### WORK TO DO
Render the records starting at the line that contains "Place one keypoint on each instance of the table" and ending at the line that contains "(1098, 438)" as a two-column CSV with the headers instruction and points, one row per record. Put each record's text and its answer in a quoted field of their own, with line breaks turned into spaces.

### INFORMATION SUPPLIED
────────────────
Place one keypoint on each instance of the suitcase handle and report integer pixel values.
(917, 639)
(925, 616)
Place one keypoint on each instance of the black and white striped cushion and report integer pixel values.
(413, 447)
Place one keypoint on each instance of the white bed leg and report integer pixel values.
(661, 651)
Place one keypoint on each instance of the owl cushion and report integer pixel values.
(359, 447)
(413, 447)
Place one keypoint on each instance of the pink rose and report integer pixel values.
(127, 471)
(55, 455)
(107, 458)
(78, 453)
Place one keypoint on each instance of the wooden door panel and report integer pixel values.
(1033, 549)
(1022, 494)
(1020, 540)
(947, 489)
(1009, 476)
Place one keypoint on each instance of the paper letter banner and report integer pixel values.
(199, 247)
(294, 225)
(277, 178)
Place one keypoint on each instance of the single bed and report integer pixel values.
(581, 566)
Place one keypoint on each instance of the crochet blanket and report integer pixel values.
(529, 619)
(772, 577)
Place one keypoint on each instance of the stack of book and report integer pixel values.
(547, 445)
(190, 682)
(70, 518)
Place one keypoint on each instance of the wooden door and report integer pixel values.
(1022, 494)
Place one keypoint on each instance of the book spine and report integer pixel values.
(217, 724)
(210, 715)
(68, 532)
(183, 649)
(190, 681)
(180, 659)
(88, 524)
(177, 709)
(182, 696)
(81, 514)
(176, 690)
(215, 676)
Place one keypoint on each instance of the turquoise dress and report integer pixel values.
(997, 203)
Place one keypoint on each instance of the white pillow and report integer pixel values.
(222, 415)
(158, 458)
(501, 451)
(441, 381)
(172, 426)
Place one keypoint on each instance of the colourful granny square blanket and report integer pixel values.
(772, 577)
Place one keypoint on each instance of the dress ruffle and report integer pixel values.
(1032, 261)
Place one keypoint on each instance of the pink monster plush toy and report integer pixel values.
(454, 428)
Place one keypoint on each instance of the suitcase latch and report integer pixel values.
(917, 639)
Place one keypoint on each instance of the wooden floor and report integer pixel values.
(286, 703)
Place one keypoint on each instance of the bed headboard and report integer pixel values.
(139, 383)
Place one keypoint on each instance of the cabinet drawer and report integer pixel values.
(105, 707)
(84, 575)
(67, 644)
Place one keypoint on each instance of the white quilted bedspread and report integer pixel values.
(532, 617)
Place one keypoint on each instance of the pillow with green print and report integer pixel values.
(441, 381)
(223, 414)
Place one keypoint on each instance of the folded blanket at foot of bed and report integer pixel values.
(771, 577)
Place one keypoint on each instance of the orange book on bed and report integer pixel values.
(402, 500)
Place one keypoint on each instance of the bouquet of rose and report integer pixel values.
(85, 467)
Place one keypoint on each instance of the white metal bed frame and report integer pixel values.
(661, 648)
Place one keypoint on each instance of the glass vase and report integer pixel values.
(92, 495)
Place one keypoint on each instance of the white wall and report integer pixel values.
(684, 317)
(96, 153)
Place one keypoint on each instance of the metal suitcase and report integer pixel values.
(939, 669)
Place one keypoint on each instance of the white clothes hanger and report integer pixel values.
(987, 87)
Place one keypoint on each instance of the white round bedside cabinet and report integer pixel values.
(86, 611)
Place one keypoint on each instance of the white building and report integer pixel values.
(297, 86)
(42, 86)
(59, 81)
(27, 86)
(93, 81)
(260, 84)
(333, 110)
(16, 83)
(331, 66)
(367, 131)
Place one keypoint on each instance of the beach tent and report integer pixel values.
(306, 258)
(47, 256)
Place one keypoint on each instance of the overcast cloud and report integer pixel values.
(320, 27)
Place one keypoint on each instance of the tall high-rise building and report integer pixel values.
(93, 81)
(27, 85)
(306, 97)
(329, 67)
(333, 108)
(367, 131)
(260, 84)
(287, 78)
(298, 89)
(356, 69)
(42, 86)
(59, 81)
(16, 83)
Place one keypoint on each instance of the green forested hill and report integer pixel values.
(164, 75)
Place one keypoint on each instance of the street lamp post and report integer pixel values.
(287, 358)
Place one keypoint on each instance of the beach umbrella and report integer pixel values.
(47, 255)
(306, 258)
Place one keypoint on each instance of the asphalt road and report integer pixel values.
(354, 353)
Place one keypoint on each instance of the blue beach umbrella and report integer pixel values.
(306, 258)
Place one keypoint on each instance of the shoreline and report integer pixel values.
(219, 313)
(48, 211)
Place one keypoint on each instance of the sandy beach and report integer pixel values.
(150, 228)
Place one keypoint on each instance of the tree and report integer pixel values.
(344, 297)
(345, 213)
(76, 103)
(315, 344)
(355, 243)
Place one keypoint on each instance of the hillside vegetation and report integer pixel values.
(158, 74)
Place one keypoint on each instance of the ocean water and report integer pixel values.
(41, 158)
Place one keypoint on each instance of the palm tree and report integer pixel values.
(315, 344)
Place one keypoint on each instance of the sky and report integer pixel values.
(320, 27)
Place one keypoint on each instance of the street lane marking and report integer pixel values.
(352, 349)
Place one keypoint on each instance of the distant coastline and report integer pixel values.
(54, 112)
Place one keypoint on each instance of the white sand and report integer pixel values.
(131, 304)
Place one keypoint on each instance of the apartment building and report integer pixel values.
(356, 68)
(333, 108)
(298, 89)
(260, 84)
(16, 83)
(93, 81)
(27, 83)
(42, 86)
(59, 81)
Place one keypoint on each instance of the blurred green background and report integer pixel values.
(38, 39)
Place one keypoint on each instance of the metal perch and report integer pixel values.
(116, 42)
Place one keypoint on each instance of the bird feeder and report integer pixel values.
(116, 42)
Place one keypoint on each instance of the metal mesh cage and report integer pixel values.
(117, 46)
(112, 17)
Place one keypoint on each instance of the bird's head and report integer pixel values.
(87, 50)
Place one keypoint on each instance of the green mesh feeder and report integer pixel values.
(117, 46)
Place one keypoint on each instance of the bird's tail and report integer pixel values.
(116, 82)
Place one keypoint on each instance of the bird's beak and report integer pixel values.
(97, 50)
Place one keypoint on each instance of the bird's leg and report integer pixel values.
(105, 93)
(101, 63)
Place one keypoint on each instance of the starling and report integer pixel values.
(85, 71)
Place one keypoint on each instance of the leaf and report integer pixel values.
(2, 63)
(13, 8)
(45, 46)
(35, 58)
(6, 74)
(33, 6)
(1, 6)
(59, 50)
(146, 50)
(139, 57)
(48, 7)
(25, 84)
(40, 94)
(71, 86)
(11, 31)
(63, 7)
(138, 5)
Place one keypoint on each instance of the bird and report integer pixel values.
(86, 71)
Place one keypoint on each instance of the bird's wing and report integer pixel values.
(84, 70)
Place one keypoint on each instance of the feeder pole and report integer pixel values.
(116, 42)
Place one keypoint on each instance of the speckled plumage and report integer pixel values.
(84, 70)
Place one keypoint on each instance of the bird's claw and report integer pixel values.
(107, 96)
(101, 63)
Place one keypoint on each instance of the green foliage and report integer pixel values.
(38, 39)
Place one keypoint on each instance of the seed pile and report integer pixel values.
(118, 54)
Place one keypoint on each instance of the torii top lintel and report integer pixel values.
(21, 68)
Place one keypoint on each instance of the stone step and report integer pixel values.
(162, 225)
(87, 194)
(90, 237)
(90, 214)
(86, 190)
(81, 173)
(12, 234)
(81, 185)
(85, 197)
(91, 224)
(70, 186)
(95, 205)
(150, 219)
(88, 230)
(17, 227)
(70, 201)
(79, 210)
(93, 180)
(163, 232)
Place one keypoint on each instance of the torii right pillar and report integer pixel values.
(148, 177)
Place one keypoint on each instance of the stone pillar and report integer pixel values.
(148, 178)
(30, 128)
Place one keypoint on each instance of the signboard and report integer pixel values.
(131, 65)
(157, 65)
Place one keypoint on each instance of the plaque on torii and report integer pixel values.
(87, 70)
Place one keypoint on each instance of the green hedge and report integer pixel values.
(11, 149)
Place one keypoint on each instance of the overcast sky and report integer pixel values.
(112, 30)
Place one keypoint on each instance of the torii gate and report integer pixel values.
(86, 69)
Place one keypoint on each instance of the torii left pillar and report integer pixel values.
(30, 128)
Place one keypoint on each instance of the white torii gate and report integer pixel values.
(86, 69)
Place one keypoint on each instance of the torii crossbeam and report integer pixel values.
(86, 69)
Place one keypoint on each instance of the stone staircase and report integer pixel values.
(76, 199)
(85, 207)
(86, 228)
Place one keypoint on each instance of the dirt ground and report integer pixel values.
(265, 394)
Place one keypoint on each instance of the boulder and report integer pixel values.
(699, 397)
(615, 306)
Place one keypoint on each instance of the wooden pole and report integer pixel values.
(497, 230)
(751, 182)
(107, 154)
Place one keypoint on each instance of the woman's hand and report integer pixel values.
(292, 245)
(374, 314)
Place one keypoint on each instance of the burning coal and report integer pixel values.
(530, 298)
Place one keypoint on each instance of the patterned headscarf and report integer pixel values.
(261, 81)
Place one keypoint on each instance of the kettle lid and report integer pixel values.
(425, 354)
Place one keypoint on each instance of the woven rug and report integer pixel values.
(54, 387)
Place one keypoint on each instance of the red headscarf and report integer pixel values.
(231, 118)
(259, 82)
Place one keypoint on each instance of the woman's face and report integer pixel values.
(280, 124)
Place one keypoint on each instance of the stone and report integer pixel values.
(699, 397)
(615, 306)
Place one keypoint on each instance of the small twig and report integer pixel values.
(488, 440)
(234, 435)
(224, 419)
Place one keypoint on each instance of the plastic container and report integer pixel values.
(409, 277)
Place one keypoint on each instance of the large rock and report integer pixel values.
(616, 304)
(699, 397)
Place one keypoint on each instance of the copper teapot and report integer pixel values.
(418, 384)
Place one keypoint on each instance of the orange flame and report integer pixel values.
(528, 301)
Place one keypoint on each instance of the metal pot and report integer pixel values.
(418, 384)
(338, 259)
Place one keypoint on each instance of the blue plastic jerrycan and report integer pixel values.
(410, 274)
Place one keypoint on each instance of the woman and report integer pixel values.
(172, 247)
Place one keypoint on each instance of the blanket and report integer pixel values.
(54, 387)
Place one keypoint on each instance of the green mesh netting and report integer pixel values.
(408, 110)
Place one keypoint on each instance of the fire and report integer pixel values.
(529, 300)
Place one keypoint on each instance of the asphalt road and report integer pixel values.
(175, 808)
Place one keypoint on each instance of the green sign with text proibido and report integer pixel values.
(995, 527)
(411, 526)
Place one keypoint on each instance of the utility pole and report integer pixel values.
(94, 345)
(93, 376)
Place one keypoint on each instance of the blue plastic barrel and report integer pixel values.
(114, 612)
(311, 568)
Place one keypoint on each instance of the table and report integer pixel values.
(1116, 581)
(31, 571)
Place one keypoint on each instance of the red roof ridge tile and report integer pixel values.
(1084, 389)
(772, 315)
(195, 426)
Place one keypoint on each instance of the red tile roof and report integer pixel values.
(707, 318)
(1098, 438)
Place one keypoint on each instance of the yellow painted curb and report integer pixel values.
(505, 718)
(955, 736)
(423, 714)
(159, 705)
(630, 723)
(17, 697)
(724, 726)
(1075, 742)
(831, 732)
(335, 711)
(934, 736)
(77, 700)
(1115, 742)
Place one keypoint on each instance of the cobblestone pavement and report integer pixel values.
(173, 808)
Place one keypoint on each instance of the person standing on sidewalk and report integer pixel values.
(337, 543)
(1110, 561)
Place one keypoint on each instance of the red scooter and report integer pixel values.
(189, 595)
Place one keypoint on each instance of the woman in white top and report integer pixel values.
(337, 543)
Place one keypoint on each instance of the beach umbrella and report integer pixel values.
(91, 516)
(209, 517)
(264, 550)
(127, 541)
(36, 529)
────────────────
### SOLUTION
instruction,points
"Place one keypoint on each instance of the table and report integer pixel values.","(1116, 581) (31, 571)"
"Place one keypoint on each instance of the red roof ridge tile and report integer pixel values.","(1084, 389) (772, 315) (195, 426)"
"Place one keypoint on each instance of the red tile roof and report integer pixel values.","(707, 318) (1098, 438)"